▶ [The task]
Please revise the records below, swapping every "largest disc" for "biggest circle" and changing nothing else. Omit the pictures from your answer.

▶

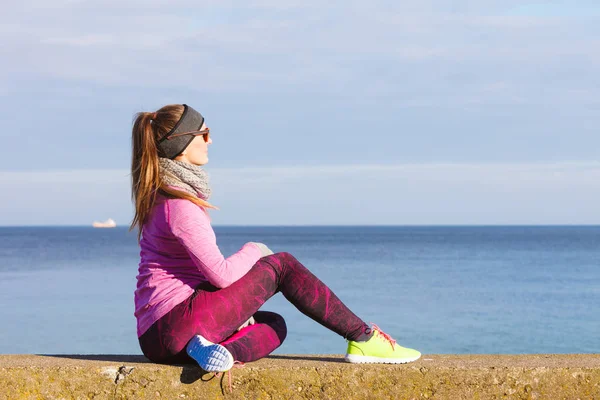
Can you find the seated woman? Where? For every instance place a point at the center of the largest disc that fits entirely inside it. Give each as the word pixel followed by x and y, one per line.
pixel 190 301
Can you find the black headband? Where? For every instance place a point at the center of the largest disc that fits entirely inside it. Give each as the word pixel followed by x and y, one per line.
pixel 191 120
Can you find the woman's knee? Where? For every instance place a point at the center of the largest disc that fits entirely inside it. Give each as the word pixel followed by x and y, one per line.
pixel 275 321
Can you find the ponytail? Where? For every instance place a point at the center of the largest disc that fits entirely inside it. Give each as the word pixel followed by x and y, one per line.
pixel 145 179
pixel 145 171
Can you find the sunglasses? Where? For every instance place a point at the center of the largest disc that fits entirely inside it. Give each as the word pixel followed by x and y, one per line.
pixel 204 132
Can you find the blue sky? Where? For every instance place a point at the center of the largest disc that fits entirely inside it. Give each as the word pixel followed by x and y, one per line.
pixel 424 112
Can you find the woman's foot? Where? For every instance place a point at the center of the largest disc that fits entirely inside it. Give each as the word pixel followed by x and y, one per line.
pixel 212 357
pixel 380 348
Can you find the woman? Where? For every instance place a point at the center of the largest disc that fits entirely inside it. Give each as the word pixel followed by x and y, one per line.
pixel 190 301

◀

▶ [Response below]
Can you find the seated woman? Where? For every instance place a point at the center of the biggest circle that fits entirely inside it. Give each as the word pixel followed by x and y, one per line.
pixel 190 301
Can you find the black headband? Where? For every instance place a point at the center of the biggest circle that fits entirely inside it. Give each as the word pixel followed by x and y, one per line.
pixel 191 120
Can you find the woman's knee? Where? For every instance place a point at the center of the biggest circle that fits entirely inside it. Give each as the word pixel followed by x and y, one per line.
pixel 275 321
Can you find the ponytail? Where? For every instance place a point at the center of the biggest circle that fits entirely inside it. Give each as the word pixel followed by x and y, one per line.
pixel 145 179
pixel 145 171
Can you find the sunglasses? Where? For every instance place a point at the center of the biggest circle that fits entirely inside it. Give each as the word pixel followed by x and y, one per line.
pixel 204 132
Can you find the blue sky? Where? For every instance place a point at the center of the biggest circle that fits entirely inside it. Give each as the word pixel followed by x and y, one per line.
pixel 424 112
Can you find the woman's foot? Where? For every instance place a point at the center of the biggest circle that fits entirely inside it. Give each as the word pixel followed by x and y, one per line.
pixel 212 357
pixel 380 348
Can you find the woman? Where? For every instance place a point at the center of the biggest circle that fits entirely inside it. Give each as the word pixel followed by x and y, one per line.
pixel 190 301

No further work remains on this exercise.